### PROBLEM
Arrange the records below, from the line containing "Q: Point at the chrome" down through the line containing "(1075, 611)", as a Markdown table with the columns Row and Line. Give each line a row number and leave out blank lines.

### PROVIDED DATA
■ ■ ■ ■ ■
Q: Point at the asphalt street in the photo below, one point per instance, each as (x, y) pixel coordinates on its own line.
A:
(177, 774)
■ ■ ■ ■ ■
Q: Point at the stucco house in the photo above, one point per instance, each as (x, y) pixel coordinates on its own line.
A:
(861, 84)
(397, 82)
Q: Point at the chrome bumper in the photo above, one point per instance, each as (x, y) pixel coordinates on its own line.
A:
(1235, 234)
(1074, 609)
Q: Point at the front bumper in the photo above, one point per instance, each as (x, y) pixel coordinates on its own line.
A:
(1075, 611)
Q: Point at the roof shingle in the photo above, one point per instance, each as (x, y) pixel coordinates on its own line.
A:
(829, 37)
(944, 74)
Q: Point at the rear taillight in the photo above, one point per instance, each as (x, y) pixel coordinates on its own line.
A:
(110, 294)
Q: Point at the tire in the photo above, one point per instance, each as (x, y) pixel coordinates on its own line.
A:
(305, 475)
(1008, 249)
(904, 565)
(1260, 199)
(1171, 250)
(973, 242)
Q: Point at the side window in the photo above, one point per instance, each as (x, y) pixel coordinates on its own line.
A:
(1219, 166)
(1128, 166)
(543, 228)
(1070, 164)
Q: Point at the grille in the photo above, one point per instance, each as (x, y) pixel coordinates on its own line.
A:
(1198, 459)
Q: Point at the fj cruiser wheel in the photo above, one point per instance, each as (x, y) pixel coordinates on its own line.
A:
■ ■ ■ ■ ■
### EXERCISE RESPONSE
| Row | Line |
|---|---|
| 1 | Q: Point at the chrome bumper in the photo above, one point per instance, each as (x, y) pixel coordinates on its own line. |
| 2 | A: |
| 3 | (1235, 234) |
| 4 | (1074, 609) |
| 5 | Q: Point at the front bumper in the photo above, one point per instance, each as (x, y) pixel coordinates on its own line. |
| 6 | A: |
| 7 | (1075, 611) |